• _Task requirements_
1 – In the interview excerpt below, list the PyImageSearch books and courses that Adrian says Huguens has read or gone through.
2 – According to the interview excerpt below, what position does Salette Thimot-Campos hold, and at what company?
3 – Reproduce the part of the interview excerpt below starting at "If you want" and ending at "throughout your career?".

• _Excerpt to read_
Huguens: If you’re talking about computer science techniques, recursion wins. But if you are talking about computer vision and machine learning, clustering motion vectors is a good one.

**Figure 6:** Dr. Jean uses OpenCV, Keras, and TensorFlow in his work.

Adrian: What deep learning/computer vision tools and libraries do you normally use? Which ones are your favorites?

Huguens: I use a lot of OpenCV. It is by far my favorite Python library for computer vision. With deep learning, again, a lot of it, I learn from you. I’m a big fan of Keras and Tensorflow.

Adrian: What advice would you give to someone who wants to perform computer vision/deep learning research but doesn’t know how to get started?

Huguens: After finishing graduate school, I wasn’t sure where to get started myself until I purchased a lot of materials from PyImageSearch and started following your blog. We learn by doing. You say that in your book. That’s no lie.

If you want to become really good at something, you have to practice. I think like an athlete. With regards to learning something new, I try to push more weight than what I did the day before. My mind has the benefit of not getting sore like my body. I don’t have to skip a day. I get on LinkedIn or Facebook and search for an eye-catching repository to fork or some amazing tech/book to read next.

Adrian: You’ve been a longtime reader and customer of PyImageSearch, having read Deep Learning for Computer Vision with Python, Raspberry Pi for Computer Vision, and gone through the PyImageSearch Gurus course. How have these books and courses helped you throughout your career?

Huguens: They’ve helped me enormously. Like my friend, Salette Thimot-Campos, CEO of Studio Jezette, writes on Facebook:

The only way to silence the doubt has been through education. The more I learn, the more powerful and connected to the world I feel. I’m exploring topics I never thought I had any business inquiring about, 4 years ago. But now, with each tech terminology and function I demystify and master, the more empowered and brave I feel.

My experience with your books and blogs echoes her words. A PhD only helps to remind me that I was always good enough to learn anything.

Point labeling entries

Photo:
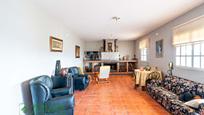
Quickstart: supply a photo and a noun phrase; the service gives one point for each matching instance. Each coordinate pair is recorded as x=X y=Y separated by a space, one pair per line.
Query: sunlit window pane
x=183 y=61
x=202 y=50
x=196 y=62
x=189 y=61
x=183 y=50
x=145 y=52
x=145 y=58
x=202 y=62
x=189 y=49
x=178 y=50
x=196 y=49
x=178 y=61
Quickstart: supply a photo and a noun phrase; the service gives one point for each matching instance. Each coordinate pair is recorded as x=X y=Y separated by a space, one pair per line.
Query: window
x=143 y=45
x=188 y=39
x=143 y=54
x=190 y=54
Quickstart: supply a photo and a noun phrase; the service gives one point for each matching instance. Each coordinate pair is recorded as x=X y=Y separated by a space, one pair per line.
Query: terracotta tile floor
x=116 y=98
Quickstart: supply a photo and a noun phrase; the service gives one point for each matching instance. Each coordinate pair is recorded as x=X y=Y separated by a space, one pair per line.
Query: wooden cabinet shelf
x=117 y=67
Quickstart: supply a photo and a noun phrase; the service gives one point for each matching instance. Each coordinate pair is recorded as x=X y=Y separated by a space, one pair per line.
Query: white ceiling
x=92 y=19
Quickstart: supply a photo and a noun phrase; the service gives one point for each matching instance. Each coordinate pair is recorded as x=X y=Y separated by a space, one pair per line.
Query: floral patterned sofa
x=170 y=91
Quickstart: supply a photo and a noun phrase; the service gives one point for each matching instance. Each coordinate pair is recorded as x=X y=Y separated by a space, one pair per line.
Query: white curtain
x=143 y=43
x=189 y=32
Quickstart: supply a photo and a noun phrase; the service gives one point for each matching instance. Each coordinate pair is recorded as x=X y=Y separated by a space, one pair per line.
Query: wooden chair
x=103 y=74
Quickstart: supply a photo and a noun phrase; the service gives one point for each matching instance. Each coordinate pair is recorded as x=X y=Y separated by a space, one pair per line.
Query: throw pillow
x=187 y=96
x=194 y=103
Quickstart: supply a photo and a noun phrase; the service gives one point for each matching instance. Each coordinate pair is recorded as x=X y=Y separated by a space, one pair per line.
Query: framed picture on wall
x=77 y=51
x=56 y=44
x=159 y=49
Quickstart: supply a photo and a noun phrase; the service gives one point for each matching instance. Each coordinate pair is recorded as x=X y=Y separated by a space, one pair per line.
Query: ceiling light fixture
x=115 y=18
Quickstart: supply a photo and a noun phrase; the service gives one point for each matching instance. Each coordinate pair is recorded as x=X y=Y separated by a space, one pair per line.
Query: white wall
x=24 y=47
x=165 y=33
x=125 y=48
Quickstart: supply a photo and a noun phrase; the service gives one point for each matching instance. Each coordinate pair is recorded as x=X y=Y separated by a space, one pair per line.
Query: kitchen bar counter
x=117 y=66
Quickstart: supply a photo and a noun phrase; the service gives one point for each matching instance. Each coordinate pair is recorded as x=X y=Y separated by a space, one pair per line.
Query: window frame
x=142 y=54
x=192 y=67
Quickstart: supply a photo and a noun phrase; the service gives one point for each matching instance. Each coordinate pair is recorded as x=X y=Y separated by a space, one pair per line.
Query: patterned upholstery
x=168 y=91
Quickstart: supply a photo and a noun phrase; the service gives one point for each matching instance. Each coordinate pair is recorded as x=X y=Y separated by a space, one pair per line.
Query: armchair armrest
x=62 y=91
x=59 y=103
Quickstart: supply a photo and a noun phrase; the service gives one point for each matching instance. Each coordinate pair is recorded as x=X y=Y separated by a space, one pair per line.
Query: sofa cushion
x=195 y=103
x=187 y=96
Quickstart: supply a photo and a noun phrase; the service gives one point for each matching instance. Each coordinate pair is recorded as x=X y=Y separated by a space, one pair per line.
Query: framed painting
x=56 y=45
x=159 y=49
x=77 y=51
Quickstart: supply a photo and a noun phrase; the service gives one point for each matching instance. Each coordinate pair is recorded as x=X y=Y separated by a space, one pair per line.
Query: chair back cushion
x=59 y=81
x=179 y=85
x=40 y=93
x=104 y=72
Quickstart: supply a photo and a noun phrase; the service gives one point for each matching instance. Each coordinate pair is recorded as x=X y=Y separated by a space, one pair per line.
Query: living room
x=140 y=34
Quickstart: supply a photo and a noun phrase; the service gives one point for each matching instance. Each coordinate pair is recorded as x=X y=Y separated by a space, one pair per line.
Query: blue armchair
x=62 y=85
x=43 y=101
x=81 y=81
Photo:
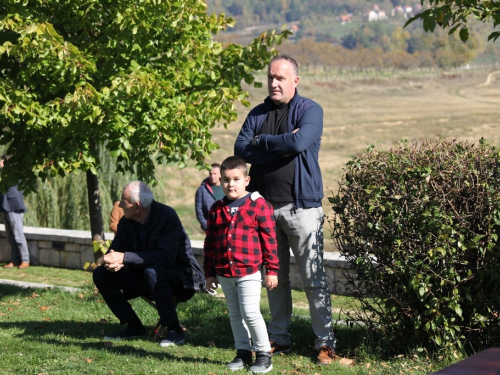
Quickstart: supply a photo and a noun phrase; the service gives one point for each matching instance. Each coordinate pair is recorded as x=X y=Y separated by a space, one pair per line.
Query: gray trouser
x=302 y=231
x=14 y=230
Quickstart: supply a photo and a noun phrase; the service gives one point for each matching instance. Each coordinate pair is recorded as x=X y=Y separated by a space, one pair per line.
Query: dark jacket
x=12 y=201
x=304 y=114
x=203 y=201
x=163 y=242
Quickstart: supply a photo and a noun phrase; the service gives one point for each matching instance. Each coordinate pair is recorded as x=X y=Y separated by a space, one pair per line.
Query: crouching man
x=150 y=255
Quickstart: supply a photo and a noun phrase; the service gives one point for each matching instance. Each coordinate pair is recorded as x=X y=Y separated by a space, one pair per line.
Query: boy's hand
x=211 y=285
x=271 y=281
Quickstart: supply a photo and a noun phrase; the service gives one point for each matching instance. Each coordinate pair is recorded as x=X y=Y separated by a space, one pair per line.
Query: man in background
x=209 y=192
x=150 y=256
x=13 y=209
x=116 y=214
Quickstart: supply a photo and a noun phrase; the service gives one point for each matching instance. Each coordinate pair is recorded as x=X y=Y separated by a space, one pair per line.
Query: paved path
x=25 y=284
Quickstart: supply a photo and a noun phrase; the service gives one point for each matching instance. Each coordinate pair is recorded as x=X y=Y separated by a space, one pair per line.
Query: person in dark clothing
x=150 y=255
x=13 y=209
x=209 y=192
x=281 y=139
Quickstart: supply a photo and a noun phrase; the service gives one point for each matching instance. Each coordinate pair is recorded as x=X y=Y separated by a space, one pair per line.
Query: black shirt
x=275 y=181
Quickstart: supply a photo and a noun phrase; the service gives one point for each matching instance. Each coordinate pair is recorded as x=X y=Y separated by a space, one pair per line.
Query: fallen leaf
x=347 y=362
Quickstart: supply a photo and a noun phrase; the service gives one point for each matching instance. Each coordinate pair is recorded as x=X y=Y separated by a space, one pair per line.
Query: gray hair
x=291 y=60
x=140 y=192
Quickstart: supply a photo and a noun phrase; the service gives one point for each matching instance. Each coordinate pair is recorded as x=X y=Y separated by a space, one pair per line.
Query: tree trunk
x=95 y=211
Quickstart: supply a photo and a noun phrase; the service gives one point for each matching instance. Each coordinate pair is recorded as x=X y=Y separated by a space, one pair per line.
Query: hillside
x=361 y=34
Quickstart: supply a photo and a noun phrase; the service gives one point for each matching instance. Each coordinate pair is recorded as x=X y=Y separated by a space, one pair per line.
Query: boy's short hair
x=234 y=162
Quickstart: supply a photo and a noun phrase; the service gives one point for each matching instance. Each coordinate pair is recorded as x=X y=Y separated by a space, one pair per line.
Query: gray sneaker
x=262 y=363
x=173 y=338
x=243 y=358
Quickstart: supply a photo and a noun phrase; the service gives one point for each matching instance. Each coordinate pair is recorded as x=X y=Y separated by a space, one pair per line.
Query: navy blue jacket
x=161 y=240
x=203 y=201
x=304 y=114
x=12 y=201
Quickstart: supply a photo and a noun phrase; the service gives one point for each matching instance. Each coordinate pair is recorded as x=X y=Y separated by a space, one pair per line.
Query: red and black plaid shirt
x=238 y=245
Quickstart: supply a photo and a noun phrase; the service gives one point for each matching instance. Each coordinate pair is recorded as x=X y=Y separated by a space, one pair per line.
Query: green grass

• _Answers for this exercise_
1 –
- Deep Learning for Computer Vision with Python
- Raspberry Pi for Computer Vision
- PyImageSearch Gurus course

2 – She is CEO of Studio Jezette.

3 –
If you want to become really good at something, you have to practice. I think like an athlete. With regards to learning something new, I try to push more weight than what I did the day before. My mind has the benefit of not getting sore like my body. I don’t have to skip a day. I get on LinkedIn or Facebook and search for an eye-catching repository to fork or some amazing tech/book to read next.

Adrian: You’ve been a longtime reader and customer of PyImageSearch, having read Deep Learning for Computer Vision with Python, Raspberry Pi for Computer Vision, and gone through the PyImageSearch Gurus course. How have these books and courses helped you throughout your career?